What you are asked to do
Continue the review of the anime Princess Tutu, picking up after its last sentence.

Text under study
What the blazes is a Princess Tutu?

Princess Tutu is a forgotten diamond of an anime series that can combine multiple contrasting themes and motifs into a single beautiful story-line; which is something I wish anime and non-anime fans would watch, because it’s definitely worth the time and money. The idea of using classical ballet and old-style fairy tales, in a TV show much less an anime, sounds like a recipe for disaster, but in this instance, is done masterfully. It may seem odd to use ballet and a mixture of quasi-therapy as a means of solving conflict but by the fourth episode, it feels very organic, as opposed to just a gimmick; the manner of which emotions (particularly painful ones) are worked through is genuine (as opposed to shallow, which is so regrettably common) and rather heartwarming.

Also, other than the works of Hayao Miyazaki, this is the only movie/TV show that has the same feel to it as an old fairy tale. As I watch it, it is very evocative of the stories of Hans Christian Anderson or George MacDonald. Princess Tutu demonstrates a better understanding, I think, of fairy tales than Walt Disney or for that matter how to utilize classical music in an animated medium; how the show weaves various classical pieces into the story-line is done so well, you do not think anything sticks out oddly even when they play extremely well-known pieces of music.

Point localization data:
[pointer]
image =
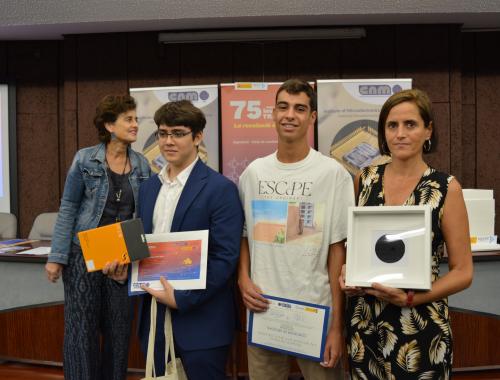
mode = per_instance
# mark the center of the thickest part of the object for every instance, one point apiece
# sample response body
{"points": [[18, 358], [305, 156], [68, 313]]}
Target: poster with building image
{"points": [[205, 97], [348, 113]]}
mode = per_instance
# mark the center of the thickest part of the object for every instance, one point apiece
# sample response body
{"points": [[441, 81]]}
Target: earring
{"points": [[385, 148], [427, 145]]}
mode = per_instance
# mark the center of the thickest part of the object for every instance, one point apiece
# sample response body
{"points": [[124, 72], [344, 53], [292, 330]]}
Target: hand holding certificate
{"points": [[291, 327], [180, 257]]}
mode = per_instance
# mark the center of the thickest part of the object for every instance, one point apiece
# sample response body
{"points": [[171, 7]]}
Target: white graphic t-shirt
{"points": [[293, 213]]}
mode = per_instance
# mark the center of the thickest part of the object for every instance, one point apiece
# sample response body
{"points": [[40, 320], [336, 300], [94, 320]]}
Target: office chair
{"points": [[8, 225], [43, 226]]}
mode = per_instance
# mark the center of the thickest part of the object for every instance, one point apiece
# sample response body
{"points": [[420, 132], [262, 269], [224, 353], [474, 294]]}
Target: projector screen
{"points": [[8, 165]]}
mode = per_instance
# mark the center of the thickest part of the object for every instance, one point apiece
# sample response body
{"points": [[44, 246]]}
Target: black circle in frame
{"points": [[388, 250]]}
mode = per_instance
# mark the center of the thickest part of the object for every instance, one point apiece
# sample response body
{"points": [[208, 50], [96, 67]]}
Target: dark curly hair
{"points": [[296, 86]]}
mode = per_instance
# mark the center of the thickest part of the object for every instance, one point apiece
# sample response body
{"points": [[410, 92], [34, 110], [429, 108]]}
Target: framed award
{"points": [[390, 245]]}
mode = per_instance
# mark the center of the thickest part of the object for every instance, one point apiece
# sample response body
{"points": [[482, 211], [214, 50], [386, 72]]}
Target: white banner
{"points": [[348, 113]]}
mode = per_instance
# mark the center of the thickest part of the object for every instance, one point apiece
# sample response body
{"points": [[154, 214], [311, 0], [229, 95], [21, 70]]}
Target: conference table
{"points": [[31, 316]]}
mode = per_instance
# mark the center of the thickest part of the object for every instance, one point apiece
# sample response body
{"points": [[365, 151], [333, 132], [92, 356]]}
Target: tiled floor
{"points": [[16, 371]]}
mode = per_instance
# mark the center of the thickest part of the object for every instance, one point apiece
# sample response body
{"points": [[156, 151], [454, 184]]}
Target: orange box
{"points": [[123, 241]]}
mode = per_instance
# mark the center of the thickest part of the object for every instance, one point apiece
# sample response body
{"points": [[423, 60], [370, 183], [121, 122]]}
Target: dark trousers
{"points": [[97, 323], [209, 364]]}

Output of the task
I would recommend buying the DVD set, since it’s cheap firstly, but also it has a wealth of useful special features (although I believe it can be stream via Amazon). As to what age group this would be acceptable for, 12-13 would be fine in my opinion, although perhaps using it for an elementary music class (both my parents are music teachers ergo the scenario of using this to expose children to classical music instantly crosses my mind by reflex) but I would advise wisdom and discretion first (although the outtakes and commentary of the special features are a definite TV-14 rating I’d say). The things that will make you want to watch a few episodes before you decide if your kids can watch this show are thus: what may be referred to as ‘chaste nudity’ which is apt (effectively brief partial nudity/ nude silhouette) but there is no hint of sexuality during the entire series, so I may to some be making much ado about nothing, I believe a few instances of mild cursing, mild violence, and some ‘dark’ subject matter ::MILD SPOILER:: ( a character is motivated by fear of a controlling ‘father’ figure).

All in all, this is a fantastic series for just about everyone that I can’t recommend highly enough, but for children 12 or younger, you will want to make sure you deem it appropriate yourself; although I think this series would make an excellent introduction into the world of classical music and dance (Some of the special features look like they were probably made for that purpose in mind). Fundamentally, Princess Tutu gets fairy tells right because it leaves in all the strangeness and sometimes difficult subject matter that makes the old stories so powerful and entertaining.